INSTRUCTIONS FOR THE TASK
Pick out each line in the records below that contains the string "format", treating uppercase and lowercase as different.

Bounding-box records:
* * *

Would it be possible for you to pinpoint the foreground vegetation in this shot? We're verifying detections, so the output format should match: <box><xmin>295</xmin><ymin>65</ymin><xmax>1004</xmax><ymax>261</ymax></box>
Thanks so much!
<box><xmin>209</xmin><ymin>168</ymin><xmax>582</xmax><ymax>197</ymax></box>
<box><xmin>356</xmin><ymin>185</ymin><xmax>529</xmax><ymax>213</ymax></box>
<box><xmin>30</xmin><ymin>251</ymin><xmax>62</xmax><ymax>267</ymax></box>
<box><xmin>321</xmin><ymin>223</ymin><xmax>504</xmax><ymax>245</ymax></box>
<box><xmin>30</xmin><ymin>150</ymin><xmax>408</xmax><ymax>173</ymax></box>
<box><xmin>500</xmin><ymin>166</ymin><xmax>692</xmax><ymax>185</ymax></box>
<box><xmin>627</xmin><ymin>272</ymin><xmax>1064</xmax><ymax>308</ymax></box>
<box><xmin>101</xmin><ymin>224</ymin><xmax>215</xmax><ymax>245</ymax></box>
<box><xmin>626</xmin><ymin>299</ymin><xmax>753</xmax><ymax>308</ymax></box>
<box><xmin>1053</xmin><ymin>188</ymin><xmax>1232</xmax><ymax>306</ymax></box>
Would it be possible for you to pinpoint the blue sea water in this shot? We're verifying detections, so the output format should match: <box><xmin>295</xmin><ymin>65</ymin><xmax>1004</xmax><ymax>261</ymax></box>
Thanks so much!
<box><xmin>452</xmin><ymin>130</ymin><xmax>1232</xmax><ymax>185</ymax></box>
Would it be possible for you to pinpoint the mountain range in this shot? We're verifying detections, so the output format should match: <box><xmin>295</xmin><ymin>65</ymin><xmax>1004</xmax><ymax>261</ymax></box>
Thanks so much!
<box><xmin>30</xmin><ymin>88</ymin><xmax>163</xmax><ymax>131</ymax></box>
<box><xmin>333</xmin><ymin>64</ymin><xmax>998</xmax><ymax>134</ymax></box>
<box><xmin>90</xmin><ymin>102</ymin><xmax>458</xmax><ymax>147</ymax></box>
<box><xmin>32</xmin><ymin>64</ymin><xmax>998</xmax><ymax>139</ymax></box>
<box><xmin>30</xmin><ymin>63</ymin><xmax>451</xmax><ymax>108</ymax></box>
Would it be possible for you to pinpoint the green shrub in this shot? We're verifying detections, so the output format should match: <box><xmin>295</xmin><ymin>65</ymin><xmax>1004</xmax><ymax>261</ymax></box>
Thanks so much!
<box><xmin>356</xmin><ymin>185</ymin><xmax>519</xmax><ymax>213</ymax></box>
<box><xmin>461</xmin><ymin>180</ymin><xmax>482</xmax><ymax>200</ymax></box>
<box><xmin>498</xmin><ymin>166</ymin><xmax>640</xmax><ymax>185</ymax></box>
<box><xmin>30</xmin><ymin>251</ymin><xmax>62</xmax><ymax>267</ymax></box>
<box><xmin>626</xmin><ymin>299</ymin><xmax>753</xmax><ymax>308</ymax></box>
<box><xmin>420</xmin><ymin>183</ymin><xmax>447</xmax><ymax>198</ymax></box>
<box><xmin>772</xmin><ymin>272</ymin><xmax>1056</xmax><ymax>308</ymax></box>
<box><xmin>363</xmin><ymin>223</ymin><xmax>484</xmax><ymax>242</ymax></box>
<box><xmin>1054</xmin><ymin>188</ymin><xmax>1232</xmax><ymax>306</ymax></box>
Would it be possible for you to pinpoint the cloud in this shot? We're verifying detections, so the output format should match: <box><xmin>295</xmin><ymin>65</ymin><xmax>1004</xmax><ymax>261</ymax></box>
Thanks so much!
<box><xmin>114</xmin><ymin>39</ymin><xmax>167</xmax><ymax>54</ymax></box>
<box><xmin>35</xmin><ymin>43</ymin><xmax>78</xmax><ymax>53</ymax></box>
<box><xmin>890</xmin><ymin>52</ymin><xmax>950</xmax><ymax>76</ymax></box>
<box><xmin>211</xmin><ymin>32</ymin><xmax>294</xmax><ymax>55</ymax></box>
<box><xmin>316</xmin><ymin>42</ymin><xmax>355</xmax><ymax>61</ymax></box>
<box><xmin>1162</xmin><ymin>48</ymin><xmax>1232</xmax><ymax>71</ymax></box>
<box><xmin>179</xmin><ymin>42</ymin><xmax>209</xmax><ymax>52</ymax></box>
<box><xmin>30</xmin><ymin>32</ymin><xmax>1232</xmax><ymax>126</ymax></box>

* * *

FINISHED ANSWER
Would it be possible for you to pinpoint the foreground vegetation in this shot? We're verifying detections, so the output format should match: <box><xmin>295</xmin><ymin>65</ymin><xmax>1004</xmax><ymax>261</ymax></box>
Would it be possible for you to pinpoint the blue sea water in this shot? We're verifying detections, so the output format should match: <box><xmin>295</xmin><ymin>65</ymin><xmax>1004</xmax><ymax>261</ymax></box>
Would it be possible for you to pinpoint the mountain range in this shot? We're verifying detections, so the output format should match: <box><xmin>295</xmin><ymin>65</ymin><xmax>1004</xmax><ymax>261</ymax></box>
Would it be possible for you to pinpoint the green shrub in this shot? We're verifying detections, so the output format should match: <box><xmin>295</xmin><ymin>65</ymin><xmax>1004</xmax><ymax>261</ymax></box>
Would it be possible for you to pinpoint the cloud in this shot? We're verifying detections, so the output format should match: <box><xmin>295</xmin><ymin>65</ymin><xmax>1004</xmax><ymax>261</ymax></box>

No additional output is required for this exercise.